## Work instruction A
Reproduce the passage of the text on Wasserbourg that runs from "Commune in Grand" up to and including "of the village.", word for word.
## Work instruction B
Extend the text on Wasserbourg, picking up after its final sentence.

## Text shown

Commune in Grand Est, France

Wasserbourg (Wàsserburig; Wasserburg) is a commune in the Haut-Rhin department in Grand Est in north-eastern France.

==Geography==
Wasserbourg is situated in the Vosges Mountains, in the valley of the small river Krebsbach, and at the foot of the summit “Petit Ballon”. Surface area: 947 hectares.

==History==
The village was first mentioned in the 9th century. The first village name was Wasenberg until the 17th century, because of the field.
The ruins of the Castle Strohbourg built in 1222, by Andréas de Gisberg, still stand today. It was probably inhabited until the 17th century. But the access is forbidden to the public. This castle, situated on the top of a hill, allowed villagers to be informed when an attack was imminent.

This castle appears on the coat of arms of the village.

During the Protestant Reform, only Wasserbourg and Soultzbach stayed Catholic: almost the whole Munster Valley is Protestant. The fact that these villages possess only one Church dates from this period (around 1550)
During the First World War, a funicular, which began in Soultzbach-Les-Bains, was suspended above the village. We can observe the relics of its terminus on the “Petit Ballon”.

## Data provided
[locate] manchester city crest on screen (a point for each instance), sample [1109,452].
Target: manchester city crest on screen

## Answer area A
Commune in Grand Est, France

Wasserbourg (Wàsserburig; Wasserburg) is a commune in the Haut-Rhin department in Grand Est in north-eastern France.

==Geography==
Wasserbourg is situated in the Vosges Mountains, in the valley of the small river Krebsbach, and at the foot of the summit “Petit Ballon”. Surface area: 947 hectares.

==History==
The village was first mentioned in the 9th century. The first village name was Wasenberg until the 17th century, because of the field.
The ruins of the Castle Strohbourg built in 1222, by Andréas de Gisberg, still stand today. It was probably inhabited until the 17th century. But the access is forbidden to the public. This castle, situated on the top of a hill, allowed villagers to be informed when an attack was imminent.

This castle appears on the coat of arms of the village.

## Answer area B
==Administration==

Mayors of Wasserbourg
| Term |  | Name |
|---|---|---|
| 2020 | - | Jean François Kabucz |
| 2008 | 2020 | Gilbert Ruhlmann |
| 1989 | 2008 | Jean-Paul Iltis |
| 1977 | 1989 | Raymond Resch |
| 1959 | 1977 | Camille Barb |
| 1945 | 1959 | Albert Kech |

==Monument==

===Church===
The church is just after the city hall and is consecrated to St Michel. It was first built in the 13th century and was extended between 1830 and 1835. The Bell Tower was raised in 1870.
Because of the First World War, the Church was damaged and was not renovated until 1923.

The organ in the Church was built in 1834 by Valentin Rinkenbach

===Chapels===
In the village, there are 5 little Chapels dedicated to the 4 Evangelists (St Marc, St Matthieu, St Luc, St Jean) and St Anne

===Others===
The Strohbourg ruins

==Activity and commerce==
Two farmers work in the village. On the spring the transhumance is an important event in which cows go to the pastures.
These farmers sell milk and Munster cheese.
In summer, these farmers have inns (Wassmatt and Strohberg) which offer local specialities. People can discover these traditional moments into the “Maison du fromage” in Gunsbach.

==Demography and people==
Some people still speak Alsatian. In 1999, most of the population was between 20 and 59 years old.